TASK OBJECTIVE: Copy the lines below exactly, starting with the first and finishing with the one holding "<point>21,698</point>"; do not copy the pictures.

=== Begin Enclosure ===

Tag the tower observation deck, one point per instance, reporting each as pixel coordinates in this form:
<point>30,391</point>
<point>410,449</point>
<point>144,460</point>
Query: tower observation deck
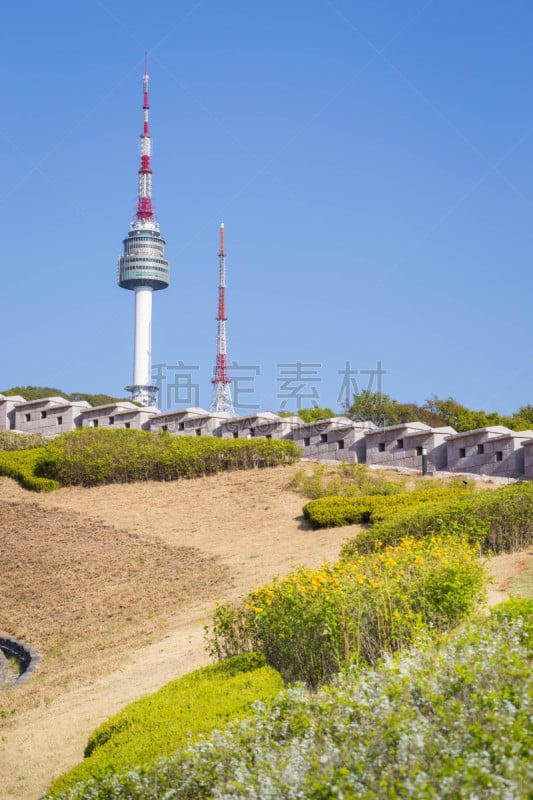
<point>143,268</point>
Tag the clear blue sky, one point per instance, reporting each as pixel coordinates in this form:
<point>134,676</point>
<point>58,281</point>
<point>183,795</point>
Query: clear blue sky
<point>372,161</point>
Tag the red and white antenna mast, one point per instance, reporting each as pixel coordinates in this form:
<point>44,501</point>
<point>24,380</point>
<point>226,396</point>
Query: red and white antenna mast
<point>221,381</point>
<point>144,204</point>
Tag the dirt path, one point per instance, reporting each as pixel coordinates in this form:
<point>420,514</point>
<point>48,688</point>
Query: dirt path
<point>251,522</point>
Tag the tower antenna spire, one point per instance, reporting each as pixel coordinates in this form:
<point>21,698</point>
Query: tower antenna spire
<point>221,381</point>
<point>143,267</point>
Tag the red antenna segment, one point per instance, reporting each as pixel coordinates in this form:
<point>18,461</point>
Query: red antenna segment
<point>144,204</point>
<point>221,393</point>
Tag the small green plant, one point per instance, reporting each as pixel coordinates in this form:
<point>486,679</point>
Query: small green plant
<point>177,714</point>
<point>346,480</point>
<point>312,623</point>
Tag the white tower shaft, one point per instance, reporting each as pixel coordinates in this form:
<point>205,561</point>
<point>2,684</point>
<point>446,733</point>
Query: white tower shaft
<point>142,367</point>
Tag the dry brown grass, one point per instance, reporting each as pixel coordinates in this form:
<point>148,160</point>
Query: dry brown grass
<point>81,592</point>
<point>91,576</point>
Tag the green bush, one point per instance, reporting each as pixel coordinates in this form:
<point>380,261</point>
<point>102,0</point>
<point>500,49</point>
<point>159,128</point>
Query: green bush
<point>345,480</point>
<point>496,520</point>
<point>89,457</point>
<point>451,722</point>
<point>330,512</point>
<point>9,440</point>
<point>314,622</point>
<point>20,465</point>
<point>160,723</point>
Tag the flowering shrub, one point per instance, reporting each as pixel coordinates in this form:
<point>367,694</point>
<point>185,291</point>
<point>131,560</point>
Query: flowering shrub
<point>329,512</point>
<point>159,723</point>
<point>499,520</point>
<point>89,457</point>
<point>452,722</point>
<point>314,622</point>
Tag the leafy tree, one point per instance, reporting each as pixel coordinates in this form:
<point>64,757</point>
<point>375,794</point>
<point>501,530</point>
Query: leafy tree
<point>374,407</point>
<point>314,414</point>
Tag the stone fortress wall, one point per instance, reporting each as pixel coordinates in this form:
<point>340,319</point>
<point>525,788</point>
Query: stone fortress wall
<point>491,451</point>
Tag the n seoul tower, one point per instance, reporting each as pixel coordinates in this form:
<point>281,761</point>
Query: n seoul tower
<point>143,267</point>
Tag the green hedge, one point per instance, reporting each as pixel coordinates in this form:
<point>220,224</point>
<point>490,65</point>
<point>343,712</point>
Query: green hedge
<point>20,465</point>
<point>330,512</point>
<point>496,520</point>
<point>9,440</point>
<point>160,723</point>
<point>89,457</point>
<point>451,722</point>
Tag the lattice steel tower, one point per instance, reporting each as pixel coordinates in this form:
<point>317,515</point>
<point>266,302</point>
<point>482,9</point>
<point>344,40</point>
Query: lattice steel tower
<point>221,381</point>
<point>143,267</point>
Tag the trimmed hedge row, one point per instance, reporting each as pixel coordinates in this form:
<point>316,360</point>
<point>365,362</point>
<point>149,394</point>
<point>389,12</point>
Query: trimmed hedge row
<point>9,440</point>
<point>91,457</point>
<point>20,465</point>
<point>330,512</point>
<point>495,520</point>
<point>451,721</point>
<point>160,723</point>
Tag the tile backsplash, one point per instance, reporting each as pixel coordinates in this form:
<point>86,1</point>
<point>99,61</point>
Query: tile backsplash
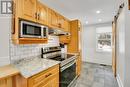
<point>18,52</point>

=== End Enclosure ===

SOLUTION:
Tag the tower observation deck, one point per instance, reporting each as pixel coordinates in this form:
<point>30,391</point>
<point>410,449</point>
<point>144,460</point>
Query: tower observation deck
<point>143,268</point>
Tag the clear blue sky, one point per instance, reporting each as pixel coordinates in this form:
<point>134,676</point>
<point>58,281</point>
<point>183,795</point>
Query: clear blue sky
<point>372,161</point>
Tag the red and white antenna mast, one point per instance, reporting each as pixel coordinates in this form:
<point>44,501</point>
<point>24,380</point>
<point>226,396</point>
Query: red and white antenna mast
<point>221,381</point>
<point>144,204</point>
Tag the dirt path, one point per instance, reporting each as pixel coordinates in this form:
<point>420,514</point>
<point>48,688</point>
Query: dirt path
<point>251,522</point>
Tag the tower antenna spire, one point per instance, reporting each as pixel coordinates in this form:
<point>21,698</point>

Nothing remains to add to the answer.